**Entries provided**
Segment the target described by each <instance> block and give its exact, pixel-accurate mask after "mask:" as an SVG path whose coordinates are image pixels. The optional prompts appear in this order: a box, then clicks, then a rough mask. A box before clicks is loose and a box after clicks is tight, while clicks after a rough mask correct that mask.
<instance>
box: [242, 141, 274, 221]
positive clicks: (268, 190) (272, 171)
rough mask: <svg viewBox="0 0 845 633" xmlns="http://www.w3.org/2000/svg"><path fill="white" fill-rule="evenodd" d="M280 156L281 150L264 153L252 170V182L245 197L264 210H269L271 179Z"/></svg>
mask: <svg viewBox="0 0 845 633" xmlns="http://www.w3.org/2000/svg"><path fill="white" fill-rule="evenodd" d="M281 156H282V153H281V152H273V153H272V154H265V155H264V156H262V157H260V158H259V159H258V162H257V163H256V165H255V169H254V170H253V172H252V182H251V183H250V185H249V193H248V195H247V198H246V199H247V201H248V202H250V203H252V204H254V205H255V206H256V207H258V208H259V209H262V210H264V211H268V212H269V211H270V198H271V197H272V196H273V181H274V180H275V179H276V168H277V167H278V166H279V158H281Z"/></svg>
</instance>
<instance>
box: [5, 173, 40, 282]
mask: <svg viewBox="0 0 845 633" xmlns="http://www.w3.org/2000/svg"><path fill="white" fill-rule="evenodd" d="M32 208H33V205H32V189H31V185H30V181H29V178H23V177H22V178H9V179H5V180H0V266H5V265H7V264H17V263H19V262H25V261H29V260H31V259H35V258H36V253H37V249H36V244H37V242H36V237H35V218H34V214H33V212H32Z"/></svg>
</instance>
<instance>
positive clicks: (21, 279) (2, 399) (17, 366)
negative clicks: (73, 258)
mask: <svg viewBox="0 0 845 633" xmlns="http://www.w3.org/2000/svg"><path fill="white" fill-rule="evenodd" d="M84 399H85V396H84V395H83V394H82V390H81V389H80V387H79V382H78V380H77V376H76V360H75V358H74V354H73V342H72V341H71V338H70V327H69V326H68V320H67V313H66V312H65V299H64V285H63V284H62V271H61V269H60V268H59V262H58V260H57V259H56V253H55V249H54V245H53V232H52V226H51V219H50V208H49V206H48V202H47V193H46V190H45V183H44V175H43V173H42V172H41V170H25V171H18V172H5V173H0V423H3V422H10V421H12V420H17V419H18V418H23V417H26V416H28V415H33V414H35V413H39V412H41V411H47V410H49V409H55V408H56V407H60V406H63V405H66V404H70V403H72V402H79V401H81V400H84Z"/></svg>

**What the task requires**
For each line in the listing, return it exactly as shown.

**Answer box**
Segment the target described by each <instance> block and give its exact, pixel-accurate mask after "mask:" as an SVG path whose coordinates are image pixels. The optional prompts appear in this order: a box, then clicks, then a rough mask. A box before clicks is loose and a box after clicks is tight, while clicks after a rough mask correct that mask.
<instance>
box: [242, 141, 274, 221]
positive clicks: (268, 190) (272, 171)
rough mask: <svg viewBox="0 0 845 633" xmlns="http://www.w3.org/2000/svg"><path fill="white" fill-rule="evenodd" d="M280 156L281 150L264 153L252 170V182L245 197L264 210H269L271 179Z"/></svg>
mask: <svg viewBox="0 0 845 633" xmlns="http://www.w3.org/2000/svg"><path fill="white" fill-rule="evenodd" d="M281 156H282V153H281V152H273V153H272V154H265V155H264V156H262V157H260V158H259V159H258V162H257V163H256V165H255V169H254V170H253V172H252V182H251V183H250V185H249V193H248V195H247V198H246V199H247V201H248V202H250V203H252V204H254V205H255V206H256V207H258V208H259V209H262V210H264V211H268V212H269V211H270V198H271V197H272V196H273V181H274V180H275V179H276V168H277V167H278V166H279V158H281Z"/></svg>
</instance>
<instance>
box: [5, 173, 40, 282]
mask: <svg viewBox="0 0 845 633" xmlns="http://www.w3.org/2000/svg"><path fill="white" fill-rule="evenodd" d="M32 208H33V205H32V189H31V185H30V181H29V178H23V177H22V178H9V179H5V180H0V266H5V265H7V264H17V263H19V262H25V261H29V260H31V259H35V258H36V253H37V249H36V244H37V242H36V237H35V218H34V214H33V212H32Z"/></svg>
</instance>
<instance>
positive clicks: (21, 279) (2, 399) (17, 366)
negative clicks: (73, 258)
mask: <svg viewBox="0 0 845 633" xmlns="http://www.w3.org/2000/svg"><path fill="white" fill-rule="evenodd" d="M84 399H85V396H84V395H83V394H82V390H81V389H80V387H79V382H78V380H77V376H76V360H75V358H74V354H73V342H72V341H71V338H70V327H69V326H68V320H67V313H66V312H65V299H64V285H63V284H62V271H61V269H60V268H59V262H58V260H57V259H56V253H55V249H54V245H53V232H52V226H51V219H50V208H49V206H48V202H47V193H46V190H45V183H44V175H43V173H42V172H41V170H25V171H18V172H5V173H0V423H3V422H10V421H12V420H17V419H18V418H23V417H26V416H28V415H33V414H35V413H39V412H41V411H47V410H49V409H55V408H56V407H60V406H63V405H66V404H70V403H72V402H79V401H81V400H84Z"/></svg>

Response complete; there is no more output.